Brief
Set down the material exactly, keeping every line whole.

Information supplied

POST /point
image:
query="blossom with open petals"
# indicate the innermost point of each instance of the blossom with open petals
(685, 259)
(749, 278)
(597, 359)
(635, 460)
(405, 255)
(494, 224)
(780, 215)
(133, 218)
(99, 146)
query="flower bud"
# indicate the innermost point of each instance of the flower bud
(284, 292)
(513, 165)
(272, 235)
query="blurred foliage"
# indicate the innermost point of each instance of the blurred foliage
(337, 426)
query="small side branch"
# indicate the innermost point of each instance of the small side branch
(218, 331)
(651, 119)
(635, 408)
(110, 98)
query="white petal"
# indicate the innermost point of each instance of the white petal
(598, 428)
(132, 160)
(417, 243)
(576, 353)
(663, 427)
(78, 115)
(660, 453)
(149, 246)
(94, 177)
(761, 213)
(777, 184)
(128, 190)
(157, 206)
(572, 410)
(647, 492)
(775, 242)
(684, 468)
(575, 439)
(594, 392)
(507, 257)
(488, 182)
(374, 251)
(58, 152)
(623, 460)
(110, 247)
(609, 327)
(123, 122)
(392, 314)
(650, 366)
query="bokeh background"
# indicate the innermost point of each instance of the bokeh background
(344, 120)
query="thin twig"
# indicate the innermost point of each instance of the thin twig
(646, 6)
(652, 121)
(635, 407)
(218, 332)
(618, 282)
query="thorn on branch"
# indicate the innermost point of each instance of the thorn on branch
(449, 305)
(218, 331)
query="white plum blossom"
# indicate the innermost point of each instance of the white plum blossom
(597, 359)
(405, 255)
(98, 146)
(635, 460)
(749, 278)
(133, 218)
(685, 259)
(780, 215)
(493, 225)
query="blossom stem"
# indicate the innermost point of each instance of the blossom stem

Response to this task
POST /point
image:
query="blossom with open petals"
# indicate the innermost point of each instance of the blossom with open petals
(685, 259)
(749, 278)
(597, 359)
(635, 460)
(405, 255)
(494, 224)
(780, 215)
(133, 218)
(99, 146)
query="flower bud"
# indicate the innermost point of each instance of the flower bud
(284, 292)
(513, 165)
(272, 235)
query="blurred foliage"
# indicate the innermost point of each instance of the blurred foliage
(337, 426)
query="small side branch"
# indicate the innermost point of each instance of the small side branch
(218, 331)
(651, 119)
(635, 408)
(110, 98)
query="white petal"
# indicate the innermost point of each instance of the white petal
(598, 428)
(132, 160)
(417, 243)
(576, 353)
(663, 427)
(78, 115)
(660, 453)
(149, 246)
(94, 177)
(761, 213)
(777, 184)
(128, 190)
(157, 206)
(572, 410)
(647, 492)
(775, 242)
(684, 468)
(575, 439)
(594, 392)
(507, 257)
(488, 182)
(374, 251)
(58, 152)
(623, 460)
(110, 247)
(609, 327)
(123, 122)
(392, 314)
(650, 366)
query="bokeh background"
# indicate the innermost point of each instance of the bokeh background
(344, 120)
query="thin twig"
# indicate the innermost point of each instance of the thin twig
(646, 6)
(652, 121)
(635, 407)
(218, 332)
(618, 282)
query="thorn on branch"
# indicate the innermost point of each instance of the thorn on branch
(449, 305)
(218, 331)
query="white plum blossom"
# indicate the innermost point of each instance of the white plum blossom
(597, 359)
(405, 255)
(98, 146)
(635, 460)
(749, 278)
(133, 218)
(685, 259)
(780, 215)
(493, 225)
query="blossom stem"
# indicate the innermost point of each instance of the blossom stem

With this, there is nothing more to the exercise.